[begin RECORDS FOR THE TASK]
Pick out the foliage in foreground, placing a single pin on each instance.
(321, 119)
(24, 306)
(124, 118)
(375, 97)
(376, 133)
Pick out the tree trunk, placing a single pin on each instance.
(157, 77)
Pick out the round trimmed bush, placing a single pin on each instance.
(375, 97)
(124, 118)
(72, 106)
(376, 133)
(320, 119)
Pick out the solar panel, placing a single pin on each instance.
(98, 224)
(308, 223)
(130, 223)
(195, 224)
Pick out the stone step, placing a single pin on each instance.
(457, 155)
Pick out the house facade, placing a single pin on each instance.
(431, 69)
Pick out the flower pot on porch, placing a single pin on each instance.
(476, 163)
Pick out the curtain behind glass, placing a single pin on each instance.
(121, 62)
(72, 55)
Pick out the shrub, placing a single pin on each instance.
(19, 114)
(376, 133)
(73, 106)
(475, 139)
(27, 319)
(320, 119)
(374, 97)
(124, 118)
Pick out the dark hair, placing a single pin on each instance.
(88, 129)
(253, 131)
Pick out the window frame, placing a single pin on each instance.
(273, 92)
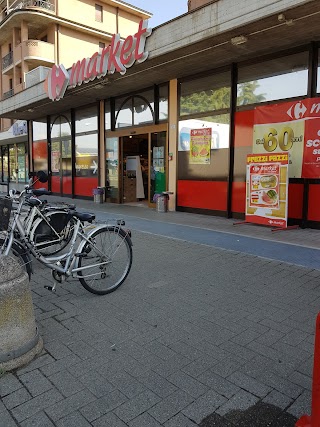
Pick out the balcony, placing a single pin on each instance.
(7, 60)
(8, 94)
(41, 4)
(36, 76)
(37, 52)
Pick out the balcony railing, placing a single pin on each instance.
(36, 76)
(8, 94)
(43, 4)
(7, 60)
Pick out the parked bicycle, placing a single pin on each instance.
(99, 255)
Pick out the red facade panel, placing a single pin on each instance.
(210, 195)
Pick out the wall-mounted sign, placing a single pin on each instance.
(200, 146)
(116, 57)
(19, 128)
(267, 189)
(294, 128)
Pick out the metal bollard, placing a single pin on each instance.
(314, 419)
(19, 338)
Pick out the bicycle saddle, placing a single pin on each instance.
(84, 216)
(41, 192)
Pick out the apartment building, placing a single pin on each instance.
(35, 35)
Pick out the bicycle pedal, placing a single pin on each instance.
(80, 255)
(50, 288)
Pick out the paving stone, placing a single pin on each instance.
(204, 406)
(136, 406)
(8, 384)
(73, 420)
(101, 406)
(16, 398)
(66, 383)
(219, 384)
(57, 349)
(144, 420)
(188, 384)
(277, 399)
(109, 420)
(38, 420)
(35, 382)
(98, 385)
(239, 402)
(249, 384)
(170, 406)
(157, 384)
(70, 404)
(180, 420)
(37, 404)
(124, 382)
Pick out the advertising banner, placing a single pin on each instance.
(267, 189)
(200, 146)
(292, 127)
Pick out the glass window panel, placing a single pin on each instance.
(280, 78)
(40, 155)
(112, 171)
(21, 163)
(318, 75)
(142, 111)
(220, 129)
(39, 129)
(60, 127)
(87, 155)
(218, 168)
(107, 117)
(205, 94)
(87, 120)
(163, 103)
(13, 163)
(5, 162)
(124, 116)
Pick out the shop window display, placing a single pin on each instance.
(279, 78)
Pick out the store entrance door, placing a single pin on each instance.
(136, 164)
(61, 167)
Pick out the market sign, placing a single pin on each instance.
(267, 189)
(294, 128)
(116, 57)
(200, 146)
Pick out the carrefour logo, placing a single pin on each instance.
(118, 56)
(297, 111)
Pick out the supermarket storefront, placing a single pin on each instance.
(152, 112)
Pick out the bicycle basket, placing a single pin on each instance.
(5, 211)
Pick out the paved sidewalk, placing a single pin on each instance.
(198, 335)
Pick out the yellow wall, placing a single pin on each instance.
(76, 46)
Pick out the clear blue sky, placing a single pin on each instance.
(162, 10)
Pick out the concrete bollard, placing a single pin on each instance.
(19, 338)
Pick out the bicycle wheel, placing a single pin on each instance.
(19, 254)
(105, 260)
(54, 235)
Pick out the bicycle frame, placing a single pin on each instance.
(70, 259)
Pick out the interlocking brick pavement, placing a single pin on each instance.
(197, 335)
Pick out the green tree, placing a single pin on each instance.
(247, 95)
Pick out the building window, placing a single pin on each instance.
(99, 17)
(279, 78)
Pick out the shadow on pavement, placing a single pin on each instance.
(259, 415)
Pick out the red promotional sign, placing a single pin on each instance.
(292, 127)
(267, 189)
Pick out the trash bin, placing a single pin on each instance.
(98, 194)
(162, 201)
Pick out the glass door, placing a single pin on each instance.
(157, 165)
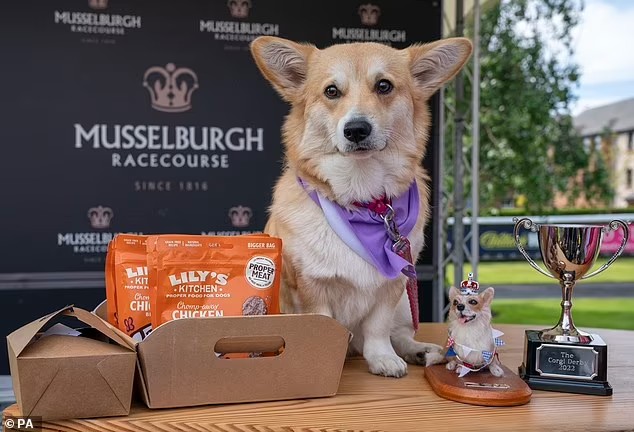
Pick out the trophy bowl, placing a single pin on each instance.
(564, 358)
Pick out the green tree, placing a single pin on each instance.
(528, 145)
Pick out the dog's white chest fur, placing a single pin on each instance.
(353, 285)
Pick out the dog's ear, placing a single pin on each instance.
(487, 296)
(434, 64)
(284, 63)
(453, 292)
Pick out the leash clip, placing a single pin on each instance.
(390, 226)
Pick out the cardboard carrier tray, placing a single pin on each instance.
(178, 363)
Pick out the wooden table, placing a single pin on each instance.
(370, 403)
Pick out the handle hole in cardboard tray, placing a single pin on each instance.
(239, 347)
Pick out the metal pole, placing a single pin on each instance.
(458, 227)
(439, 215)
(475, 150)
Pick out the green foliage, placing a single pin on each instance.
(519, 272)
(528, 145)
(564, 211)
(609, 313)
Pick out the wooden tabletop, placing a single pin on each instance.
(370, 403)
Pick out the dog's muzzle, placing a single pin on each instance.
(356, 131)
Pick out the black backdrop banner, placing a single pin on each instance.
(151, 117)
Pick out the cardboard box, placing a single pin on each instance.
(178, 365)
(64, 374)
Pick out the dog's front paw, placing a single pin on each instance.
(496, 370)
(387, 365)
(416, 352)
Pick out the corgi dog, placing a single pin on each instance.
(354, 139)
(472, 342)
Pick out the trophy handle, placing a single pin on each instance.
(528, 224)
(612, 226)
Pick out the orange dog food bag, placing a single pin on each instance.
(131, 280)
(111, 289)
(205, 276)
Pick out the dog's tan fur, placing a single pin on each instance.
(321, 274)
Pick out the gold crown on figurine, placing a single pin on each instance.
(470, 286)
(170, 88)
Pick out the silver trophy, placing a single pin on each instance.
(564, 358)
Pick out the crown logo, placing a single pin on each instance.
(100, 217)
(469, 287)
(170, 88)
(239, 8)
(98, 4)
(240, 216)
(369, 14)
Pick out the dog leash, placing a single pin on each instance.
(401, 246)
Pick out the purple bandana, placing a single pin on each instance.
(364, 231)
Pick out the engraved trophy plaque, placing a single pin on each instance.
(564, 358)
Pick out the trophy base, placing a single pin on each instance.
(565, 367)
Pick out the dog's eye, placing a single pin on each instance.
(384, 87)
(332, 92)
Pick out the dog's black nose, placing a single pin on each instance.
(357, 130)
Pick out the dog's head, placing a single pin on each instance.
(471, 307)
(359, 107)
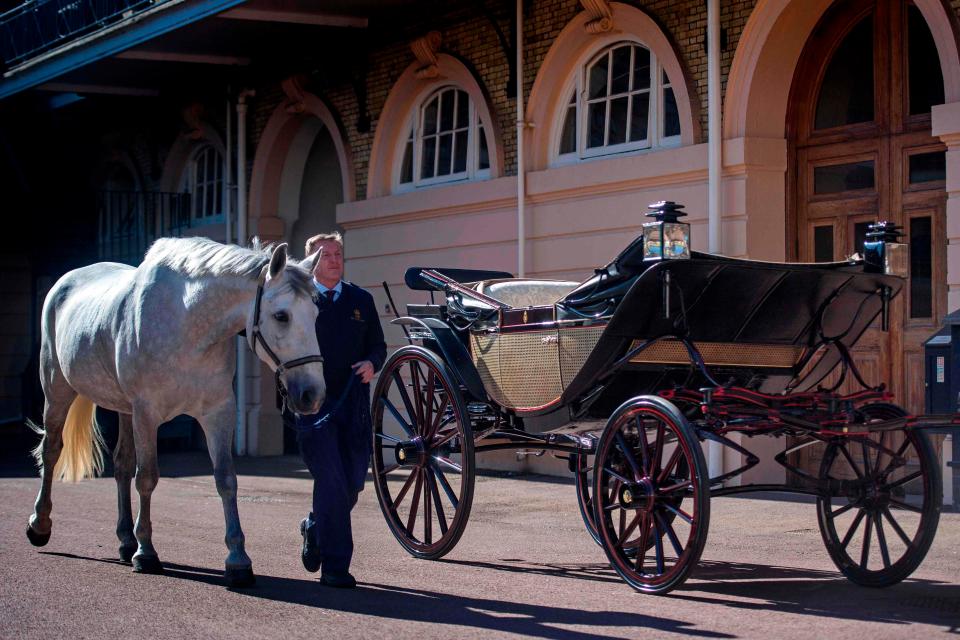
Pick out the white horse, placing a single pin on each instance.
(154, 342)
[end RECORDS FOR THE TASK]
◆ WRITTEN PROBLEM
Go through the listing above and write it out again exactly, dropping the pictures.

◆ CORRECT RESPONSE
Pick out the foliage in foreground, placing a single pin on each instance.
(321, 119)
(24, 306)
(124, 118)
(375, 97)
(376, 133)
Pick out the tree trunk, placing a single pin on each instance.
(157, 77)
Pick out the round trimmed bush, placing a single pin on each instance.
(375, 97)
(124, 118)
(72, 106)
(376, 133)
(320, 119)
Pick out the solar panel, placing a single pin on each instance.
(98, 224)
(308, 223)
(130, 223)
(195, 224)
Pick out the stone step, placing a single pin on each instance.
(457, 155)
Pick out the house facade, placing a single pin on each instance.
(431, 69)
Pick out the flower pot on porch, placing a single pin on each instance.
(476, 163)
Pick out the curtain behind glass, placing a single pin on each instance.
(121, 62)
(72, 55)
Pick out the shrub, placing a single pin on each instance.
(19, 114)
(376, 133)
(73, 106)
(475, 139)
(27, 319)
(320, 119)
(374, 97)
(124, 118)
Pick out the dark hair, placing a single pin on each instance.
(88, 129)
(253, 131)
Pick out the window frame, placing a single pin on each instance.
(273, 92)
Pick out the balcony, placing a single pin on each instance.
(7, 60)
(8, 94)
(41, 4)
(36, 76)
(37, 52)
Pick out the balcony railing, placing a single pin on each instance.
(36, 76)
(8, 94)
(43, 4)
(7, 60)
Pick out the parked bicycle, placing a single pin on each instance.
(99, 255)
Pick out the red facade panel, placing a single pin on each instance.
(210, 195)
Pick out the wall-mounted sign, placing a single pin on each instance.
(200, 146)
(116, 57)
(19, 128)
(267, 189)
(294, 128)
Pick out the metal bollard, placing a single pin on each instance.
(314, 419)
(19, 338)
Pick out the bicycle saddle, placing a single pin on each instance.
(84, 216)
(41, 192)
Pick out the apartment building, placing a single pin on each instance.
(35, 35)
Pick out the bicycle pedal, placing a single pin on each instance.
(80, 255)
(50, 288)
Pick out the paving stone, placing a single pin on each instance.
(204, 406)
(136, 406)
(8, 384)
(73, 420)
(101, 406)
(16, 398)
(66, 383)
(219, 384)
(57, 349)
(144, 420)
(188, 384)
(277, 399)
(109, 420)
(38, 420)
(35, 382)
(98, 385)
(239, 402)
(249, 384)
(170, 406)
(157, 384)
(70, 404)
(180, 420)
(37, 404)
(124, 382)
Pick out the advertising banner, placing a single pin on each instance.
(267, 189)
(200, 146)
(292, 127)
Pick out the glass window panel, placing a single pin on each instance.
(280, 78)
(40, 155)
(112, 171)
(21, 163)
(318, 75)
(142, 111)
(220, 129)
(39, 129)
(60, 127)
(87, 155)
(218, 168)
(107, 117)
(205, 94)
(87, 120)
(163, 103)
(13, 163)
(5, 162)
(124, 116)
Pick out the shop window display, placing a single pin on each instance.
(279, 78)
Pick out the store entrance door, placing a single pin on each instance.
(136, 164)
(61, 167)
Pick out the market sign, placing a single pin on each instance.
(267, 189)
(294, 128)
(116, 57)
(200, 146)
Pick out the carrefour logo, placing a single pin on each instance.
(118, 56)
(297, 111)
Pick out the supermarket storefront, placing a single pin on each instance.
(152, 112)
Pick out the bicycle basket, placing a single pin on each instance.
(5, 211)
Pick out the paved sidewalk, placing a single pin on each instance.
(198, 335)
Pick out the yellow wall, placing a single pin on each instance.
(76, 46)
Pick out the clear blue sky, placing a single pin on each instance.
(162, 10)
Pick out the concrete bollard, placing a single pin on each instance.
(19, 338)
Pick out the bicycle wheel, placing a single pin on each instance.
(19, 254)
(105, 260)
(54, 235)
Pick out the bicycle frame, placing a single pin on each instance.
(70, 259)
Pick out the interlocking brick pavement, placing a single pin on each instance.
(197, 335)
Pick out the green tree, placing a single pin on each instance.
(247, 95)
Pick out the building window, placing a single pin on each instance.
(99, 17)
(279, 78)
Pick out the shadow on pavement, placing a single pin on each instance.
(259, 415)
Pick out the red promotional sign, placing a single pin on each instance.
(292, 127)
(267, 189)
Pick out the trash bin, placing a single pin on each instance.
(98, 194)
(162, 201)
Pick out the glass door, placing a single pin on each instance.
(157, 165)
Pick out the trophy bowl, placing a single pin on each instance.
(564, 358)
Pick out the green tree, placing a single pin on each instance.
(528, 145)
Pick out the dog's white chest fur, placing a single pin on each instance.
(353, 285)
Pick out the dog's ear, placing a single pin on each instance.
(487, 296)
(434, 64)
(284, 63)
(453, 292)
Pick out the leash clip, placing a single pin on each instance.
(390, 226)
Pick out the cardboard carrier tray, placing a single pin on each instance.
(178, 363)
Pick out the wooden table, placing a single pin on each instance.
(370, 403)
Pick out the handle hole in cardboard tray, placing a single pin on each instance.
(239, 347)
Pick out the metal pole, placing a single pin on each instance.
(458, 227)
(439, 215)
(475, 150)
Pick out the green foliage, placing a single pin on each instance.
(519, 272)
(528, 145)
(564, 211)
(609, 313)
Pick out the wooden tabletop, placing a single pin on each instance.
(370, 403)
Pick out the dog's muzzle, placing a single pin on each instance.
(356, 131)
Pick out the black backdrop banner, placing a single pin on each instance.
(151, 117)
Pick out the cardboard box, placing a single pin on each instance.
(178, 365)
(64, 374)
Pick out the dog's front paw, placing a single pin on each instance.
(496, 370)
(387, 365)
(416, 352)
Pick out the corgi dog, placing a single pin on each instance.
(354, 139)
(472, 342)
Pick out the trophy handle, placing a single pin on each instance.
(528, 224)
(612, 226)
Pick out the orange dog food bag, placing a single pin on each instance.
(131, 280)
(111, 289)
(205, 276)
Pick out the dog's tan fur, placing a single pin on each instance.
(321, 274)
Pick out the gold crown on figurine, placing a single pin on each instance.
(470, 286)
(170, 88)
Pick out the silver trophy, placing a single pin on each instance.
(564, 358)
Pick out the crown logo, placing a single pin on each instance.
(100, 217)
(469, 287)
(170, 88)
(239, 8)
(98, 4)
(240, 216)
(369, 14)
Pick out the dog leash, placing a single pin on each instance.
(401, 246)
Pick out the purple bandana, placing a single pin on each instance.
(364, 231)
Pick out the engraved trophy plaque, placing a single pin on each instance.
(564, 358)
Pick out the trophy base, placing a single pin on each instance.
(565, 367)
Pick out the dog's eye, placing a single pin on each instance.
(384, 87)
(332, 92)
Pick out the dog's black nose, placing a single pin on each instance.
(357, 130)
Pick out the dog's head, placing a single pin on each instance.
(471, 307)
(359, 107)
Pick out the white horse, placing a single pin on each instance.
(154, 342)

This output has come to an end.